> Set exercise
Report every line of the listing below that contains the word "blue".

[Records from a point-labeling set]
========================================

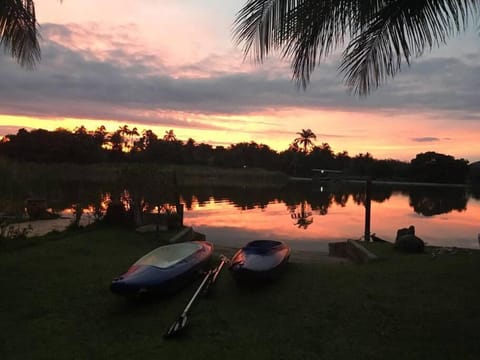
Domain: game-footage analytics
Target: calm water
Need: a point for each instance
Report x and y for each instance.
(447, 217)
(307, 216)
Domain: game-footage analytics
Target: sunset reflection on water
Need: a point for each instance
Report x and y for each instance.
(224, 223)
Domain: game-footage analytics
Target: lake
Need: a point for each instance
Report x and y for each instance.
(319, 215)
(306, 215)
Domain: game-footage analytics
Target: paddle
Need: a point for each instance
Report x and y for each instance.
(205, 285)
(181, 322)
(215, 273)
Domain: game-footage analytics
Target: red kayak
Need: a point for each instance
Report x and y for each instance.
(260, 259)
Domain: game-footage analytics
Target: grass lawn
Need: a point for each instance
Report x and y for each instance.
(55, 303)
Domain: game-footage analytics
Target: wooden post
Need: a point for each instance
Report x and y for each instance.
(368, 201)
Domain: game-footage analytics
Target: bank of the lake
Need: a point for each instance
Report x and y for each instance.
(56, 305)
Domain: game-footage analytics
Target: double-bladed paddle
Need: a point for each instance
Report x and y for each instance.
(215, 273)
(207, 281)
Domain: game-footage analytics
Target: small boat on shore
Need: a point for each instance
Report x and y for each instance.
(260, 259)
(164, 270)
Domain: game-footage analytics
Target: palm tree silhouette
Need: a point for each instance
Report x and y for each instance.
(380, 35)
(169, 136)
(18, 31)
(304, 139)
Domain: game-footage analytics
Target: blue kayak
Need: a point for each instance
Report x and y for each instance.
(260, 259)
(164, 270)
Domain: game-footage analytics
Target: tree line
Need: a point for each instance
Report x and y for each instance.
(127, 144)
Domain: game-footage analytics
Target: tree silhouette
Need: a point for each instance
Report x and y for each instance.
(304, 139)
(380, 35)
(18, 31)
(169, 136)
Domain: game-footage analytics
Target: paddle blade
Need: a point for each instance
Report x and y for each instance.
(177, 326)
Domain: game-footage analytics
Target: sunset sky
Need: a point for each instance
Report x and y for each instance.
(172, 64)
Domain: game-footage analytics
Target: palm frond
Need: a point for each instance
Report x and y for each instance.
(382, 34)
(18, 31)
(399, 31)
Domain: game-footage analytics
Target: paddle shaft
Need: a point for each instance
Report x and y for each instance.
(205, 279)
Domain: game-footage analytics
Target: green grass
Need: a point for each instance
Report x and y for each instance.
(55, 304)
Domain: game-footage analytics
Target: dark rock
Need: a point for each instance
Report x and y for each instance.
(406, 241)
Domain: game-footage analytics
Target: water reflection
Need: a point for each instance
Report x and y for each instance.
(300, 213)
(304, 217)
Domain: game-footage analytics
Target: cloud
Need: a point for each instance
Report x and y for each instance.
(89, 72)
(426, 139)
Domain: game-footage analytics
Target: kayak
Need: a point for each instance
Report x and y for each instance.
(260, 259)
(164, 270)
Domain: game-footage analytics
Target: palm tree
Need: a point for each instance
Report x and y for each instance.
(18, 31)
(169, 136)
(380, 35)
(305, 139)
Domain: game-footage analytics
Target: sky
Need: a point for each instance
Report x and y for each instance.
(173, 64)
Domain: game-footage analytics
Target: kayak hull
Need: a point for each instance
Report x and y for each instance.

========================================

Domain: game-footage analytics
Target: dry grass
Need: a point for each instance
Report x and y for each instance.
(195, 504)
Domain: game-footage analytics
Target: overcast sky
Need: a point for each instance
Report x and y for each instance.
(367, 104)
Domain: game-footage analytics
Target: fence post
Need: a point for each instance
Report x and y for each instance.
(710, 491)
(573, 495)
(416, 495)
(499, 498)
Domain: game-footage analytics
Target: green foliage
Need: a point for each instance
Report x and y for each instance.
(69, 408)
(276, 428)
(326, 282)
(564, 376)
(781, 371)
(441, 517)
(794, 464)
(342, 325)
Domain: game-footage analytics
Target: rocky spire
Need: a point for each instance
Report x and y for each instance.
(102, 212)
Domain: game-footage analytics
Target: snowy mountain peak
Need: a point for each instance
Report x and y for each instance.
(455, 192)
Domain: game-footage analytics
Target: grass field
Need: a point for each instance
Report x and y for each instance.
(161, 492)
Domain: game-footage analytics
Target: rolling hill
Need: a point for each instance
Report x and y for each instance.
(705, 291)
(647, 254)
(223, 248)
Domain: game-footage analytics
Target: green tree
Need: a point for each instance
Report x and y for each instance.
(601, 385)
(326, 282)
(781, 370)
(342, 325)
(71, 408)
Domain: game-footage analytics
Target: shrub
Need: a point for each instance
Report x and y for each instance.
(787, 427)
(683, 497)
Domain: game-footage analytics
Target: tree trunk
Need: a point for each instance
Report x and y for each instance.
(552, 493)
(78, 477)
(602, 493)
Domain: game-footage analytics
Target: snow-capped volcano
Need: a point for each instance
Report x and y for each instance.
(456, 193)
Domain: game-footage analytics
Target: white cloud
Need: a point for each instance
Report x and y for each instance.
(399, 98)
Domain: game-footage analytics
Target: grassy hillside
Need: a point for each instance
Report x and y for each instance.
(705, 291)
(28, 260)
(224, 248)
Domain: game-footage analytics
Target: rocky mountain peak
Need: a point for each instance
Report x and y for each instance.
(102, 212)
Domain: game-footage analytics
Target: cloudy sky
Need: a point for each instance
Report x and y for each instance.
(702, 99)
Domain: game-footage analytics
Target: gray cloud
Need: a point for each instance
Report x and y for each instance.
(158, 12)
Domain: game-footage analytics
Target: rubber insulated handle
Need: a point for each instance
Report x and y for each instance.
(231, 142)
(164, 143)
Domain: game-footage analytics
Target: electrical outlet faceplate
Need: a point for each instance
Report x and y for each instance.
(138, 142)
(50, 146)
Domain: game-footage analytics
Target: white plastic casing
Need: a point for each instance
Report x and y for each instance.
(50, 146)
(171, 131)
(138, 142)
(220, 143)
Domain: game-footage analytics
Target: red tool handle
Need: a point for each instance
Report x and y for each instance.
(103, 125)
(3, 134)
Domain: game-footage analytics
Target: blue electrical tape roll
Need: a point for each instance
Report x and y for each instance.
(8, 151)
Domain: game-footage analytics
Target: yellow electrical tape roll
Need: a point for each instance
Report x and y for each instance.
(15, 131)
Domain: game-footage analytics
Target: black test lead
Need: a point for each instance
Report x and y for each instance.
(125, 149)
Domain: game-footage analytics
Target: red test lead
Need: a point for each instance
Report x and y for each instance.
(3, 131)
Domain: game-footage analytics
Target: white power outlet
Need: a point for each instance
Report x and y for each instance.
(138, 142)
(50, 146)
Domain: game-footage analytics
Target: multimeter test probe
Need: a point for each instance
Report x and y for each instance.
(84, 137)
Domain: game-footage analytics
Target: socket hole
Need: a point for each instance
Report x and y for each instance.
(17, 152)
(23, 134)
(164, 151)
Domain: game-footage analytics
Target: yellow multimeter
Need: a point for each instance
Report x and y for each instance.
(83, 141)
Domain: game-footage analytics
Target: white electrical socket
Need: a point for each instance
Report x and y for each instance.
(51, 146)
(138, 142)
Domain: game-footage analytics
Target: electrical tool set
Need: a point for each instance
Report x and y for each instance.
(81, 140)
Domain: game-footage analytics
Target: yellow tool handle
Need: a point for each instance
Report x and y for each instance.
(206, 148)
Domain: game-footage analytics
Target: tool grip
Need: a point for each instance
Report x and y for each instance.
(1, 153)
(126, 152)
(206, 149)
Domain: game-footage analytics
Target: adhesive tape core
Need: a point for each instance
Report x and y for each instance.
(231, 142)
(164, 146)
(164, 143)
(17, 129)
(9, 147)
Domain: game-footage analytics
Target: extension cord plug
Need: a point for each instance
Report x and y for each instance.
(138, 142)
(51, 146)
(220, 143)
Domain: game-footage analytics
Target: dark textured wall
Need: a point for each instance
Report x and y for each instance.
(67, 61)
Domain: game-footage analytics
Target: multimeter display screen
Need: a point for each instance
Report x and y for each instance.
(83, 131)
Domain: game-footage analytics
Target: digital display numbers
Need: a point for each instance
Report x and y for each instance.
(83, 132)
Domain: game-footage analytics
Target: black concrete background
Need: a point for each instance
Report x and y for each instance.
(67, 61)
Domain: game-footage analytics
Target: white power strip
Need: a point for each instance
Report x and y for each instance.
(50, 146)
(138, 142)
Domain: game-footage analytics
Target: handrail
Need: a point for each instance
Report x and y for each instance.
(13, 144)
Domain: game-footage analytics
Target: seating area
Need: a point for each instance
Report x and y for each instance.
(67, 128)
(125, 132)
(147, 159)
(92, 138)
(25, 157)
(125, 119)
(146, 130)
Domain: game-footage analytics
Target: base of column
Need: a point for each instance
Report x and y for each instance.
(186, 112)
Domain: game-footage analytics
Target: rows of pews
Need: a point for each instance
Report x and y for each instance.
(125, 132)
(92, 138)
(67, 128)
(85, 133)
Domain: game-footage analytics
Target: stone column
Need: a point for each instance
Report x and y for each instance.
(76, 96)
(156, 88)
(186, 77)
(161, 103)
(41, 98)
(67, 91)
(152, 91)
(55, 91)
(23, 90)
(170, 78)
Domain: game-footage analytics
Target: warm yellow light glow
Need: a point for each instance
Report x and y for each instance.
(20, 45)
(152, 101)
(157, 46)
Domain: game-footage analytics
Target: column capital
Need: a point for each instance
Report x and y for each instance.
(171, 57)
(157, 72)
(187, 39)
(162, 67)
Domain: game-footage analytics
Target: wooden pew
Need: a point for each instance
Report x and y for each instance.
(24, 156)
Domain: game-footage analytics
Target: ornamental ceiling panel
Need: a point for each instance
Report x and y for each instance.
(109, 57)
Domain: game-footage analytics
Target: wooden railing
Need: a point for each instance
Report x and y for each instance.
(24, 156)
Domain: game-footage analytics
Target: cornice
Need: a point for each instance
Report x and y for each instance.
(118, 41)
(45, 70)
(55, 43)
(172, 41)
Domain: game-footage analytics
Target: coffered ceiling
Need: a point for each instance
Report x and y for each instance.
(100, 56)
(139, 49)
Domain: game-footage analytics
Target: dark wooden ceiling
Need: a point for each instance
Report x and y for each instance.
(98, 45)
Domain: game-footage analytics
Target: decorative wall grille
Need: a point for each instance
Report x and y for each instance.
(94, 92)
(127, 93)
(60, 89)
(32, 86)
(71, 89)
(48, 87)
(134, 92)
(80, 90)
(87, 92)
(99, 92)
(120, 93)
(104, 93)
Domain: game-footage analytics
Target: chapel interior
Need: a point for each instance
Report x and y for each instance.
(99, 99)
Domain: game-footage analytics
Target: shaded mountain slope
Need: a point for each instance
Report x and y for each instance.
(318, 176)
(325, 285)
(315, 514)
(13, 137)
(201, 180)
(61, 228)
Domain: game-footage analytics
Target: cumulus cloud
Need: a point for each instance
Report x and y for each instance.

========================================

> Answer in full
Target: blue kayak
Target: blue electrical tape roll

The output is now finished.